BATIK WUJUD KOMPLEKSITAS SOSIAL
Oleh YUN HARIADI

 Sering sebuah karya seni secara tidak sengaja menggunakan konsep matematika canggih yang baru dipahami beberapa abad kemudian. Seni dan matematika berkembang dengan berpijak pada pemikiran dengan segala keterbatasan dan kreativitasnya.    
    Konsep matematika harus logis, sementara seni tidak harus 
demikian. Seni bisa berkembang demikian liar menembus batas logika 
saat itu. Maka, tidak aneh jika matematika tertatih-tatih dan butuh 
waktu cukup lama untuk memahami seni dalam konsep logikanya. Misalnya, 
pada seni dekoratif Islam abad pertengahan yang ternyata menggunakan 
geometri canggih (decagonal quasicrystal geometry) yang baru bisa 
dipahami oleh matematikawan di era 70-an, pada jurnal ilmiah, atau 
pada karya-karya Escher yang sampai saat ini susah untuk dipahami.
    Bagaimana dengan batik? Adakah konsep matematika canggih pada 
batik? Hasil penelitian yang dilakukan penulis dan rekan-rekan yang 
diterbitkan dalam proceeding Generative X di Milan Italia (Pixel 
People Project, "Batik Fractal: Traditional Art to Modern Complexity") 
dan Journal of Social Complexity 2008 Bandung Fe Institute menunjukkan 
kehadiran fraktal dalam batik.
Fraktal dan teori khaos
    Istilah fraktal kali pertama dipopulerkan oleh Benoît Mandelbrot-
kemudian disebut sebagai Bapak Fraktal-pada pertengahan 70-an. Fraktal 
merupakan konsep matematika yang membahas kesamaan pola pada semua 
skala. Secara sederhana kehadiran fraktal ditandai dengan adanya 
perulangan pola atau kesamaan diri (self-similarity) pada skala yang 
berbeda-beda atas suatu obyek.
    Contoh sederhana adalah segitiga Sierpinski. Pada segitiga ini, 
setiap bagian segitiga di dalamnya memiliki kesamaan pola dengan 
segitiga lainnya. Pohon cemara merupakan contoh sederhana hadirnya 
fraktal di alam. Segitiga Sierpinski dan pohon cemara merupakan contoh 
sempurna hadirnya fraktal. Kesamaan pola dan skala yang berbeda-beda 
merupakan unsur penting dalam fraktal.
    Perkembangan teknologi komputer telah memberikan sumbangan sangat 
besar pada kelahiran fraktal. Perhitungan kesamaan pola pada skala 
yang berbeda-beda makin tepat. Fraktal atau kesamaan pola pada skala 
yang berbeda-beda menjadi begitu penting karena fraktal merupakan 
tanda keteraturan dalam ketidakteraturan (khaos) dalam suatu sistem 
yang bersifat khaos.
    Suatu keadaan bersifat khaos jika sangat sensitif pada kondisi 
awal. Pemeo yang begitu terkenal pada teori khaos misalnya "Kepakan 
sayap kupu di Jakarta menyebabkan badai tornado di Texas".

## Data yang Diberikan:
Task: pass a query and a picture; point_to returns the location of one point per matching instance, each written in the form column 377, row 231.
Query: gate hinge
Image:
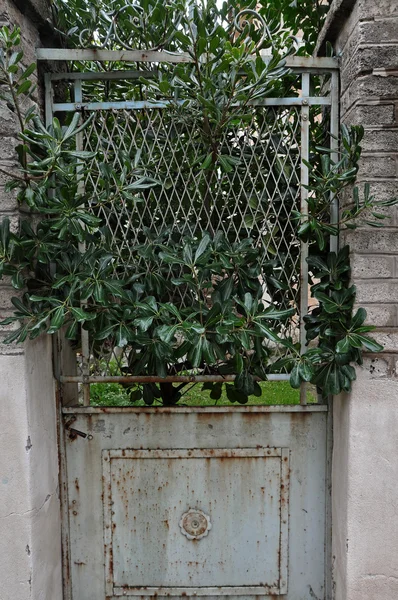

## Petunjuk Latihan:
1) Salin bagian teks tentang batik dan fraktal di atas, mulai dari "Bagaimana dengan batik?" sampai "atas suatu obyek.", termasuk kedua bagian itu.
2) Ubah paragraf dalam teks tentang batik dan fraktal yang diawali "Istilah fraktal kali pertama" menjadi daftar singkat tanpa menghilangkan fakta utamanya.
3) Ringkas teks tentang batik dan fraktal dalam tiga kalimat.

## Kunci Jawaban:
1)
Bagaimana dengan batik? Adakah konsep matematika canggih pada 
batik? Hasil penelitian yang dilakukan penulis dan rekan-rekan yang 
diterbitkan dalam proceeding Generative X di Milan Italia (Pixel 
People Project, "Batik Fractal: Traditional Art to Modern Complexity") 
dan Journal of Social Complexity 2008 Bandung Fe Institute menunjukkan 
kehadiran fraktal dalam batik.
Fraktal dan teori khaos
    Istilah fraktal kali pertama dipopulerkan oleh Benoît Mandelbrot-
kemudian disebut sebagai Bapak Fraktal-pada pertengahan 70-an. Fraktal 
merupakan konsep matematika yang membahas kesamaan pola pada semua 
skala. Secara sederhana kehadiran fraktal ditandai dengan adanya 
perulangan pola atau kesamaan diri (self-similarity) pada skala yang 
berbeda-beda atas suatu obyek.

2)
- Istilah fraktal dipopulerkan pertama kali oleh Benoît Mandelbrot, yang kemudian disebut Bapak Fraktal, pada pertengahan 70-an.
- Fraktal adalah konsep matematika tentang kesamaan pola pada semua skala.
- Kehadiran fraktal ditandai oleh perulangan pola atau kesamaan diri (self-similarity) pada skala yang berbeda-beda dalam suatu obyek.

3) Karya seni sering tanpa sengaja memakai konsep matematika canggih yang baru dipahami beberapa abad kemudian, karena seni bisa menembus batas logika sementara matematika harus logis. Penelitian penulis dan rekan-rekannya menunjukkan kehadiran fraktal dalam batik. Fraktal adalah konsep matematika tentang kesamaan pola pada skala yang berbeda-beda, dan menjadi tanda keteraturan dalam sistem yang bersifat khaos.